### ACTION ITEM
Repeat exactly, and only, the lines of the entries below from the one with "negative clicks: (278, 184) (311, 148)" through the one with "box: [352, 106, 393, 116]", both ends included.

[Stored dataset items]
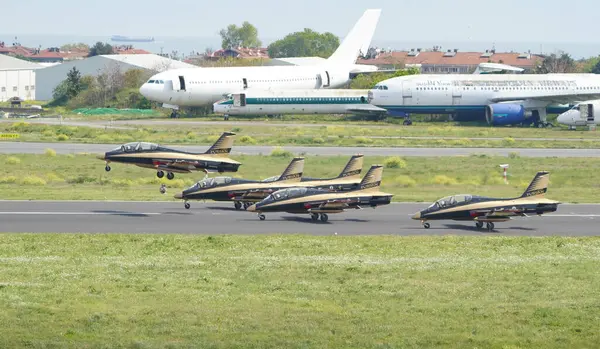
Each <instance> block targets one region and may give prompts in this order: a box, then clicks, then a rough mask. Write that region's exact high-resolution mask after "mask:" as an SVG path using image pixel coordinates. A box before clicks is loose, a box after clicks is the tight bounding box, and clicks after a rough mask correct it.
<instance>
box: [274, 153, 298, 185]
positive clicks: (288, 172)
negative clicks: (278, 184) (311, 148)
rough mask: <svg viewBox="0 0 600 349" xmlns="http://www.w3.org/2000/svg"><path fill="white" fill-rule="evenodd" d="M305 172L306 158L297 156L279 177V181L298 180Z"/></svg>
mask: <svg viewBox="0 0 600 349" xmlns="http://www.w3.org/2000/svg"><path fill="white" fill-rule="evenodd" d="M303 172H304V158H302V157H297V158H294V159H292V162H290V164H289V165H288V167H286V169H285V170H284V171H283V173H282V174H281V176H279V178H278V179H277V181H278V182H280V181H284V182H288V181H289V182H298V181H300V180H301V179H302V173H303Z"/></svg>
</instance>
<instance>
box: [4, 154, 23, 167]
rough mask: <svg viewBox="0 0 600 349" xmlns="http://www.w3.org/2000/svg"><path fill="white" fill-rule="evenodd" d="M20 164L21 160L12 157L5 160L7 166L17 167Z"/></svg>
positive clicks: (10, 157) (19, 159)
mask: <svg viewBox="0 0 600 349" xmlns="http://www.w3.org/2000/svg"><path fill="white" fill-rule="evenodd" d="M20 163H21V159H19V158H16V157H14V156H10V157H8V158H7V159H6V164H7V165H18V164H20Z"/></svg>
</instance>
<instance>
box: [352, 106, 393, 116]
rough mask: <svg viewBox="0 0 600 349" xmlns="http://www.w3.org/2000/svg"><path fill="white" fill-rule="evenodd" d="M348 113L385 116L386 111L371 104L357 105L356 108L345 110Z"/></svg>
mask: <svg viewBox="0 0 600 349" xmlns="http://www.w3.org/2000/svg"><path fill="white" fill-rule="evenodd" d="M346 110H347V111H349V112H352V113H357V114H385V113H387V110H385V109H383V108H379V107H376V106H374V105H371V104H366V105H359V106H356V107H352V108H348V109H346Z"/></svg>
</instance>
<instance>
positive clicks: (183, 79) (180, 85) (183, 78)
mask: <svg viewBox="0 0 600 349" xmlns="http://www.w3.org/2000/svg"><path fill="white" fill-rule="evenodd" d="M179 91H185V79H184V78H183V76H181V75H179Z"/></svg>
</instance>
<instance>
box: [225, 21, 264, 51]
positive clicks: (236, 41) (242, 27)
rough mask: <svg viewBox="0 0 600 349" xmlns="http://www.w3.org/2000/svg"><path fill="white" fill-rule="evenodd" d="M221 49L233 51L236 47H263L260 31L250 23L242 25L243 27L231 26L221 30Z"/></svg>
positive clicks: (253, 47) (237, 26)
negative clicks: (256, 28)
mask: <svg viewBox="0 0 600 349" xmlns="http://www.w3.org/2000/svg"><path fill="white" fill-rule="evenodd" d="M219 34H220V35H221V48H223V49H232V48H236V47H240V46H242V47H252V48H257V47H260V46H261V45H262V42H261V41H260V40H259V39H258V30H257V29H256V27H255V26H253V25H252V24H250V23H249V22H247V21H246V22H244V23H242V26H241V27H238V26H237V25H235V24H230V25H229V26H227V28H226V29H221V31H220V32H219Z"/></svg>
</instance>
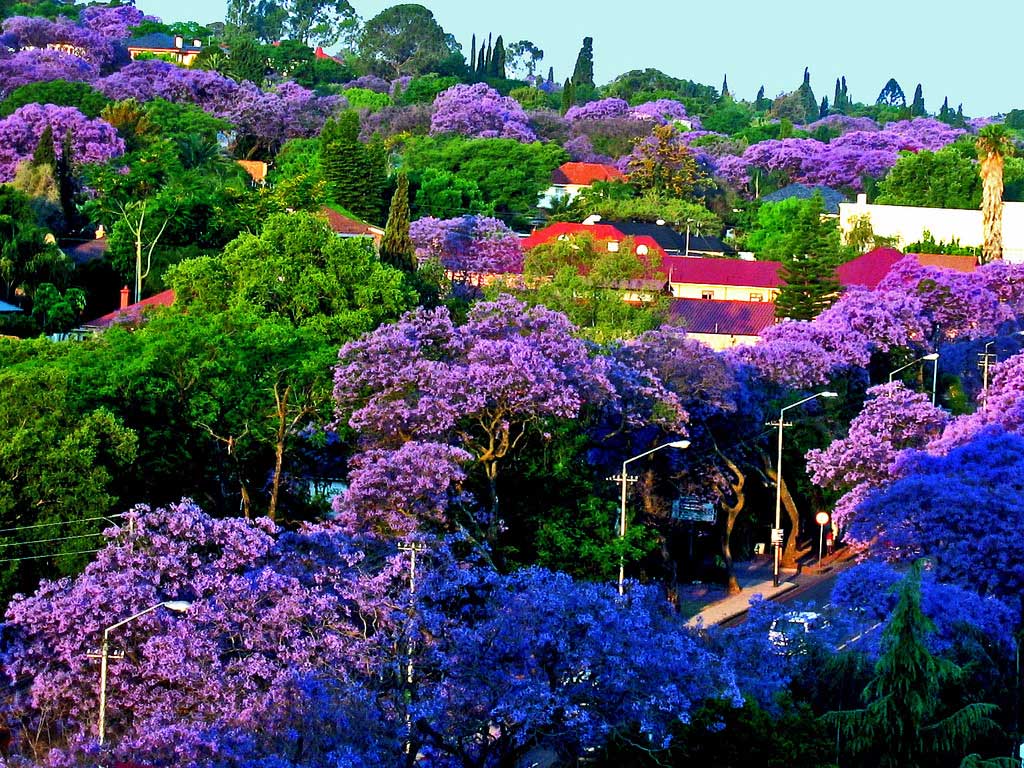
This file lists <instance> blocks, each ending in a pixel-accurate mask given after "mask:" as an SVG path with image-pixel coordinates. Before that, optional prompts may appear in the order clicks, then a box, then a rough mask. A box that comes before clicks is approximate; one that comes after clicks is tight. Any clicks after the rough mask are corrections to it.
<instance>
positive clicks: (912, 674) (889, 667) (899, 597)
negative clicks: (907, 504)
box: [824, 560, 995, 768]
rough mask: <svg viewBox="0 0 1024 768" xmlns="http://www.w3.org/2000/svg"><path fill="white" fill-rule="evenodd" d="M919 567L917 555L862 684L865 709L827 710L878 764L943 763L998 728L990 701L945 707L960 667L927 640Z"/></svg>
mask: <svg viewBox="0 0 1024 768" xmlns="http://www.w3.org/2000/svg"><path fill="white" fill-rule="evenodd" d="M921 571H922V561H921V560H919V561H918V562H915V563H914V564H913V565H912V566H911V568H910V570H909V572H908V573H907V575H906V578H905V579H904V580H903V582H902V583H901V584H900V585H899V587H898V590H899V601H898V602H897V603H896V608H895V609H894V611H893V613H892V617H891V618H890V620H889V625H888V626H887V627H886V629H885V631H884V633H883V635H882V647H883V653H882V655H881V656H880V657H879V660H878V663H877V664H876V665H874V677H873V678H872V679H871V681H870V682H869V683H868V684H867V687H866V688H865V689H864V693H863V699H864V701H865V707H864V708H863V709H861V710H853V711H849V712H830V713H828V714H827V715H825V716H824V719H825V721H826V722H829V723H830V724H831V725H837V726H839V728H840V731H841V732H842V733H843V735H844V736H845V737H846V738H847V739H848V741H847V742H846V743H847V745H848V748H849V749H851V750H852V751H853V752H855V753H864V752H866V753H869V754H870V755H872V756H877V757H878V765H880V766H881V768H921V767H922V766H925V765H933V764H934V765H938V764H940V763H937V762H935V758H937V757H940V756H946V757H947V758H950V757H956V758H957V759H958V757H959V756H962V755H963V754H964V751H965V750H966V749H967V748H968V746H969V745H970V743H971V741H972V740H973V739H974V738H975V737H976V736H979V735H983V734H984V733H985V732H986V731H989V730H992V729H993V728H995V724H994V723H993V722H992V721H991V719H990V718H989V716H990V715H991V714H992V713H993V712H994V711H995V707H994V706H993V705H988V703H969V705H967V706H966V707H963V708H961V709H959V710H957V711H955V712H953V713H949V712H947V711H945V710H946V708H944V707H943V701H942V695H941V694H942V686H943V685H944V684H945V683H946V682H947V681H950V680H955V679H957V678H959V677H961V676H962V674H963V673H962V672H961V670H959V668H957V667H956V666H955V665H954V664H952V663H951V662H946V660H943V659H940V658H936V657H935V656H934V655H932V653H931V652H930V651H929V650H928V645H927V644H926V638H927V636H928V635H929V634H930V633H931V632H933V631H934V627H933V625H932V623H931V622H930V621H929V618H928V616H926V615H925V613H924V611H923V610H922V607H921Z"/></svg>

### SOLUTION
negative clicks: (278, 184) (311, 148)
rough mask: <svg viewBox="0 0 600 349" xmlns="http://www.w3.org/2000/svg"><path fill="white" fill-rule="evenodd" d="M305 172L306 158L297 156L279 177V181L298 180Z"/></svg>
mask: <svg viewBox="0 0 600 349" xmlns="http://www.w3.org/2000/svg"><path fill="white" fill-rule="evenodd" d="M303 172H304V158H302V157H297V158H294V159H292V162H290V164H289V165H288V167H286V169H285V170H284V171H283V173H282V174H281V176H279V178H278V179H277V181H278V182H280V181H284V182H288V181H289V182H298V181H300V180H301V179H302V173H303Z"/></svg>
</instance>
<instance>
box: [4, 154, 23, 167]
rough mask: <svg viewBox="0 0 600 349" xmlns="http://www.w3.org/2000/svg"><path fill="white" fill-rule="evenodd" d="M20 164L21 160L12 157L5 160L7 166L17 167Z"/></svg>
positive clicks: (10, 157) (19, 159)
mask: <svg viewBox="0 0 600 349" xmlns="http://www.w3.org/2000/svg"><path fill="white" fill-rule="evenodd" d="M20 163H21V159H19V158H16V157H14V156H10V157H8V158H7V159H6V164H7V165H18V164H20Z"/></svg>
</instance>
<instance>
box: [352, 106, 393, 116]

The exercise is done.